**WHAT TO WORK ON**
The entries that follow must be given again exactly, with no pictures kept.

------------------------------------------------------------------------

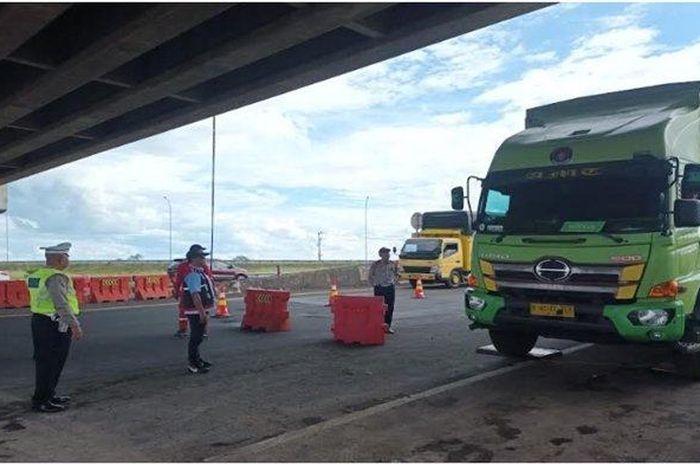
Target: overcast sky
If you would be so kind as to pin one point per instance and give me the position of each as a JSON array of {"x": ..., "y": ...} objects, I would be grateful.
[{"x": 403, "y": 132}]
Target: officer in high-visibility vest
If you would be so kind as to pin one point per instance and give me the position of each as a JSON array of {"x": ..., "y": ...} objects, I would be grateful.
[{"x": 54, "y": 307}]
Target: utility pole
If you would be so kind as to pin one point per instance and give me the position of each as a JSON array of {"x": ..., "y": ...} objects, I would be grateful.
[
  {"x": 170, "y": 226},
  {"x": 366, "y": 201},
  {"x": 213, "y": 172},
  {"x": 7, "y": 237},
  {"x": 318, "y": 244}
]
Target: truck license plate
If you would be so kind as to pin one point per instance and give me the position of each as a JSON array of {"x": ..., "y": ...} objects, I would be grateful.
[{"x": 555, "y": 310}]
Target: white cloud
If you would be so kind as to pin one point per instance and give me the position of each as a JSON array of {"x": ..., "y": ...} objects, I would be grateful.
[
  {"x": 542, "y": 57},
  {"x": 614, "y": 60},
  {"x": 304, "y": 162}
]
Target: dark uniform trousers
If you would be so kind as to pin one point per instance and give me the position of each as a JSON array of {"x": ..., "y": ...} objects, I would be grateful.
[
  {"x": 389, "y": 294},
  {"x": 197, "y": 329},
  {"x": 50, "y": 352}
]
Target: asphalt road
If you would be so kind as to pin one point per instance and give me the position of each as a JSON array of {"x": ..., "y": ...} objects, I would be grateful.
[{"x": 298, "y": 395}]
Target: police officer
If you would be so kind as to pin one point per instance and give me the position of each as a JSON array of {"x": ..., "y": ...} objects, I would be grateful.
[
  {"x": 182, "y": 270},
  {"x": 54, "y": 307},
  {"x": 382, "y": 275},
  {"x": 196, "y": 298}
]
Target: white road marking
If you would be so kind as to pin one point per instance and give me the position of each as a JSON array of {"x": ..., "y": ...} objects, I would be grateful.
[{"x": 374, "y": 410}]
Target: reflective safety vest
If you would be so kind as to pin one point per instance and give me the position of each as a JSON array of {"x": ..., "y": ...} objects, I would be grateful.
[{"x": 39, "y": 299}]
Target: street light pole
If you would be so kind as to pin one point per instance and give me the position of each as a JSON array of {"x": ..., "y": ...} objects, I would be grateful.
[
  {"x": 213, "y": 172},
  {"x": 170, "y": 225},
  {"x": 366, "y": 201}
]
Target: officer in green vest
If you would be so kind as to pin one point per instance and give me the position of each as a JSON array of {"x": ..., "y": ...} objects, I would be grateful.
[{"x": 54, "y": 307}]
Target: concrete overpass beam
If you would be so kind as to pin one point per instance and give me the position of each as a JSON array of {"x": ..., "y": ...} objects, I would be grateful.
[{"x": 157, "y": 25}]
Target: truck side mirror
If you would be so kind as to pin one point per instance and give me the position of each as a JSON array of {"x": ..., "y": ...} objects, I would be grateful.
[
  {"x": 457, "y": 198},
  {"x": 686, "y": 213}
]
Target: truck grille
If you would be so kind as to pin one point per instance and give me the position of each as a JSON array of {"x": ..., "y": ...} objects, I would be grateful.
[
  {"x": 584, "y": 283},
  {"x": 416, "y": 269}
]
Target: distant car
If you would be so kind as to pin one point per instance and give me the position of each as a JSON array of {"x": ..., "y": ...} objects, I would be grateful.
[{"x": 222, "y": 271}]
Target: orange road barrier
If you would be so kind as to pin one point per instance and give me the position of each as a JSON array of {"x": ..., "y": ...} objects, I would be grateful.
[
  {"x": 152, "y": 287},
  {"x": 222, "y": 306},
  {"x": 266, "y": 310},
  {"x": 110, "y": 289},
  {"x": 418, "y": 292},
  {"x": 359, "y": 320},
  {"x": 83, "y": 292},
  {"x": 14, "y": 294}
]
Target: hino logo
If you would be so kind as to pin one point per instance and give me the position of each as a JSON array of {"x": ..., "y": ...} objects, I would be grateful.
[{"x": 552, "y": 270}]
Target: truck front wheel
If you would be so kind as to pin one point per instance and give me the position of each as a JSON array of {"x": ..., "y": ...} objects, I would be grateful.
[{"x": 513, "y": 343}]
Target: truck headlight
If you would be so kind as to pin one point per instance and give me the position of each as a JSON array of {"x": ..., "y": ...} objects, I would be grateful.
[
  {"x": 475, "y": 303},
  {"x": 650, "y": 317}
]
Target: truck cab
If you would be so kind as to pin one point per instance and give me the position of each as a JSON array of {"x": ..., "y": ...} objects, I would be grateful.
[
  {"x": 440, "y": 252},
  {"x": 587, "y": 224}
]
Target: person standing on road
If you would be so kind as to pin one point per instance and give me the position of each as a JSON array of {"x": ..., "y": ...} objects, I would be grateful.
[
  {"x": 382, "y": 275},
  {"x": 196, "y": 298},
  {"x": 54, "y": 307},
  {"x": 182, "y": 270}
]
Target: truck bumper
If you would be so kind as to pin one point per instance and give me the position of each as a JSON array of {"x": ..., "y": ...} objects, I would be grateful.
[
  {"x": 616, "y": 323},
  {"x": 422, "y": 276}
]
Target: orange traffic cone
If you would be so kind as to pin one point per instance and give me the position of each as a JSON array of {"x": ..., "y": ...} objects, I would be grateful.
[
  {"x": 222, "y": 306},
  {"x": 332, "y": 294},
  {"x": 418, "y": 292}
]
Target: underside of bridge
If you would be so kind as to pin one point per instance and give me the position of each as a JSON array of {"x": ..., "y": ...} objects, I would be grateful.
[{"x": 79, "y": 79}]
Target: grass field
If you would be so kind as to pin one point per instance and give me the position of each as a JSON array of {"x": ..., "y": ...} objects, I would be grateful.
[{"x": 18, "y": 270}]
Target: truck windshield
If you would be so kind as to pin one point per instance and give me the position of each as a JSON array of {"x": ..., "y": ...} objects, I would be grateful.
[
  {"x": 422, "y": 248},
  {"x": 603, "y": 204}
]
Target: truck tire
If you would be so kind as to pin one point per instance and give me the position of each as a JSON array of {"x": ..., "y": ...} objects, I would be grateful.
[
  {"x": 513, "y": 343},
  {"x": 454, "y": 281},
  {"x": 686, "y": 354}
]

------------------------------------------------------------------------

**EXERCISE RESPONSE**
Target: overcast sky
If you would be so kind as to pin one point per instance and give me the position of each as a JSON array of {"x": ..., "y": ...} objects, I would be grateful.
[{"x": 403, "y": 132}]
Target: officer in high-visibility vest
If you would be so kind as to pin one point per instance and give me the position of each as a JSON array of {"x": ..., "y": ...} objects, I would be grateful.
[{"x": 54, "y": 307}]
Target: utility pole
If you would be so kind as to pin one point per instance and give me the position of each as a JSON array of {"x": ..., "y": ...} objects, I would be grateful.
[
  {"x": 170, "y": 226},
  {"x": 366, "y": 201},
  {"x": 213, "y": 172},
  {"x": 7, "y": 237},
  {"x": 318, "y": 244}
]
Target: truck license plate
If you would be so kind as to pin one point per instance and give me the position of each as a JSON array of {"x": ..., "y": ...} objects, I would be grateful.
[{"x": 555, "y": 310}]
Target: white cloud
If you would be so kind as to pin one point per instance and give me the position of each as a JSON array of {"x": ..., "y": ...} objects, I would be grateful.
[
  {"x": 542, "y": 57},
  {"x": 614, "y": 60},
  {"x": 304, "y": 162}
]
Target: dark uniform trousers
If you would be so kind as to pin one point per instance and give me the position of each as a JSON array of {"x": ..., "y": ...} objects, I would be grateful.
[
  {"x": 389, "y": 294},
  {"x": 197, "y": 329},
  {"x": 50, "y": 352}
]
Target: asphalt road
If you would be so kind as to pin one point per instance and give me the position of each as a JSON array of {"x": ..., "y": ...} objects, I would be grateful.
[{"x": 298, "y": 395}]
Target: police officer
If you would be so kind as to pin one point per instance and give me the position of each as a JSON array of {"x": ..., "y": ...} objects, I would be grateful.
[
  {"x": 182, "y": 270},
  {"x": 54, "y": 307},
  {"x": 382, "y": 275},
  {"x": 196, "y": 298}
]
Target: white road marking
If you would be so kind as to pin one point per instance and give me the position of each as a JSON array of {"x": ..., "y": ...} objects, I would be grateful.
[{"x": 374, "y": 410}]
Target: reflective safety vest
If you would be so kind as to pin one point per instance and give me the position of each as a JSON array of {"x": ..., "y": ...} objects, I would be grateful.
[{"x": 39, "y": 299}]
Target: street light pole
If you would be so kind as to pin one point per instance and give me the position of each as a JSON array of {"x": ..., "y": ...} objects, I would be grateful.
[
  {"x": 213, "y": 172},
  {"x": 170, "y": 225},
  {"x": 366, "y": 201}
]
Target: officer in green vest
If you would be so kind as to pin one point per instance and give me the position of each as a JSON array of {"x": ..., "y": ...} objects, I would be grateful.
[{"x": 54, "y": 307}]
Target: concrete overpass beam
If you would be so kind as to pin one point per instance and give me the position of each as a JSON array of {"x": ..., "y": ...} objects, I would be grateful.
[{"x": 157, "y": 25}]
Target: truck side mirror
If you would be so kind as to pin one point per instance and give me the position of each as a JSON array of {"x": ..., "y": ...} objects, I would be grateful.
[
  {"x": 457, "y": 198},
  {"x": 686, "y": 213}
]
Target: truck grille
If you would be so kind as to pin one point per instance and give me the position of each as a JSON array of {"x": ..., "y": ...} objects, I would be grateful.
[
  {"x": 584, "y": 283},
  {"x": 416, "y": 269}
]
Target: distant car
If you would be so kind as to pin one point per instance and give me the position of each as a JSON array of {"x": ..., "y": ...} objects, I would be grateful.
[{"x": 222, "y": 271}]
Target: orange road barrier
If you would be so kind as to pin one point per instance and give me the position of each as a JSON array of {"x": ..., "y": ...} objects, I would be grateful.
[
  {"x": 152, "y": 287},
  {"x": 222, "y": 306},
  {"x": 266, "y": 310},
  {"x": 110, "y": 289},
  {"x": 418, "y": 292},
  {"x": 359, "y": 320},
  {"x": 83, "y": 292},
  {"x": 14, "y": 294}
]
Target: hino logo
If you would be so kind as to pin one point per instance and give me the position of each as a JSON array of {"x": ..., "y": ...} objects, I would be grateful.
[{"x": 552, "y": 270}]
Target: truck front wheel
If you would be so kind as to pin one point per instance and give me the position of each as a JSON array of {"x": ..., "y": ...} objects, I would be grateful.
[{"x": 513, "y": 343}]
Target: truck headlight
If you would be so kind as to pin one point per instance and give me the position of each as a JSON array of {"x": ..., "y": ...} objects, I would be grateful.
[
  {"x": 475, "y": 303},
  {"x": 650, "y": 317}
]
Target: truck cab
If you would be so kind as to pin one point per instance and give me the position of each as a JSON array of {"x": ..., "y": ...} objects, I would be grateful.
[
  {"x": 440, "y": 252},
  {"x": 587, "y": 224}
]
Target: person standing on road
If you would be so kind as to pin one point per instance and give me the position of each as a JSON array of {"x": ..., "y": ...} objects, I would be grateful.
[
  {"x": 382, "y": 275},
  {"x": 196, "y": 298},
  {"x": 54, "y": 307},
  {"x": 182, "y": 270}
]
Target: truck bumper
If you would be so kind as to pin one point per instance and give me the position of each as a JSON array of {"x": ..., "y": ...} objects, I would be grateful.
[
  {"x": 616, "y": 323},
  {"x": 422, "y": 276}
]
Target: orange traffic cone
If you would be so kind as to pin one point per instance and give me the position of each as a JSON array of {"x": ..., "y": ...} objects, I would be grateful.
[
  {"x": 222, "y": 306},
  {"x": 332, "y": 294},
  {"x": 418, "y": 292}
]
Target: underside of bridge
If you would be so kind as to pin one point per instance and give me the position of each as a JSON array of {"x": ..., "y": ...} objects, I would be grateful.
[{"x": 79, "y": 79}]
Target: grass field
If you would be so kind as to pin one point per instance and give me the position of each as a JSON array of {"x": ..., "y": ...} objects, I would be grateful.
[{"x": 18, "y": 270}]
Target: truck windshield
If you would be so kind as to pin one point per instance and give me the position of each as a JSON array of {"x": ..., "y": ...} objects, I would be grateful.
[
  {"x": 422, "y": 248},
  {"x": 603, "y": 204}
]
Target: truck tire
If you would be so kind as to pin one point per instance and give me the position of each as a JSON array of {"x": ..., "y": ...} objects, I would be grateful.
[
  {"x": 513, "y": 343},
  {"x": 454, "y": 281},
  {"x": 686, "y": 354}
]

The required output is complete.